[Start of section]
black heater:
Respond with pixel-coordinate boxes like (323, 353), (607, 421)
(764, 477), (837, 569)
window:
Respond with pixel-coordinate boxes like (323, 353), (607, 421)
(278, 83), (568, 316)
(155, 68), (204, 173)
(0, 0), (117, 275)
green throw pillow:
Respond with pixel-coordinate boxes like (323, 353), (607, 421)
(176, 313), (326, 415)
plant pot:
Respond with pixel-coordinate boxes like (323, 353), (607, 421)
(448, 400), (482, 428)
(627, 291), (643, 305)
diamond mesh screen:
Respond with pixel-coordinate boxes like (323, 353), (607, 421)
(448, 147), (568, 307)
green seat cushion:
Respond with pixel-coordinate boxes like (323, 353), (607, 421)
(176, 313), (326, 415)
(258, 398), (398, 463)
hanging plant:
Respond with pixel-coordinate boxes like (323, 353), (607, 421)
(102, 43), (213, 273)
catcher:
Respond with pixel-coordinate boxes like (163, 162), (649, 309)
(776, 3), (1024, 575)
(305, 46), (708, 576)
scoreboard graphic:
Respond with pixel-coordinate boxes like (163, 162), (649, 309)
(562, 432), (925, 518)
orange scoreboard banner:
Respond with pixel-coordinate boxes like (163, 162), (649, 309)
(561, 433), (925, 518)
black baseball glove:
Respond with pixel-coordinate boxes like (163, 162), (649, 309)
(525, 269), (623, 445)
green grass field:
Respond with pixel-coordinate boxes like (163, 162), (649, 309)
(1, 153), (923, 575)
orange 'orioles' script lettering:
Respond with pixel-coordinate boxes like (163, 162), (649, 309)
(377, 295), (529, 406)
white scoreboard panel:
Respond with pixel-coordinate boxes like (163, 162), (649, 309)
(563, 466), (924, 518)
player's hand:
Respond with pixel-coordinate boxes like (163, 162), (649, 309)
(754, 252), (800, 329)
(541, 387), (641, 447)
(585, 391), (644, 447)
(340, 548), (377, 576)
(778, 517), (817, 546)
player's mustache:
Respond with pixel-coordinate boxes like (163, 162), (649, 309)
[End of section]
Every line of the data above is to be copied out exactly.

black heater:
Respond with pixel-coordinate boxes like (323, 353), (607, 421)
(764, 477), (837, 569)
window:
Respond with pixel-coordinate boxes like (323, 353), (607, 421)
(278, 83), (568, 316)
(155, 68), (204, 173)
(0, 0), (117, 275)
green throw pillow:
Respond with pixel-coordinate boxes like (323, 353), (607, 421)
(176, 313), (326, 415)
plant pot:
Respond with pixel-coordinate boxes like (323, 353), (607, 421)
(448, 400), (482, 428)
(627, 291), (643, 305)
diamond mesh screen:
Respond with pixel-coordinate boxes like (323, 353), (607, 421)
(448, 147), (568, 307)
green seat cushion:
Respond with pixel-coordinate boxes like (323, 353), (607, 421)
(176, 313), (326, 415)
(258, 398), (398, 463)
hanging plant:
Respond with pixel-coordinate boxes like (323, 353), (607, 421)
(102, 43), (213, 273)
catcher:
Respond with pixel-coordinate boxes like (163, 162), (649, 309)
(776, 3), (1024, 575)
(305, 46), (708, 576)
scoreboard graphic:
Respond with pixel-coordinate boxes like (163, 162), (649, 309)
(562, 432), (925, 518)
orange scoreboard banner:
Respond with pixel-coordinate boxes like (163, 162), (649, 309)
(561, 433), (925, 518)
black baseball glove:
Respond with pixel-coordinate boxes like (163, 162), (649, 309)
(525, 269), (623, 445)
green grass field:
Respond with pixel-coordinate boxes like (163, 162), (649, 309)
(1, 153), (923, 575)
orange 'orioles' script lettering:
Respond with pixel-coordinate boxes like (163, 162), (649, 309)
(377, 295), (529, 406)
white scoreboard panel:
Respond with pixel-coordinate boxes like (163, 162), (649, 309)
(563, 466), (924, 518)
player's hand:
Respond with pixel-coordinate boxes like (163, 162), (649, 309)
(754, 252), (800, 329)
(541, 387), (641, 447)
(585, 391), (644, 447)
(340, 548), (377, 576)
(778, 517), (817, 546)
player's mustache:
Respond with pixel-coordinate boxes like (163, 162), (649, 309)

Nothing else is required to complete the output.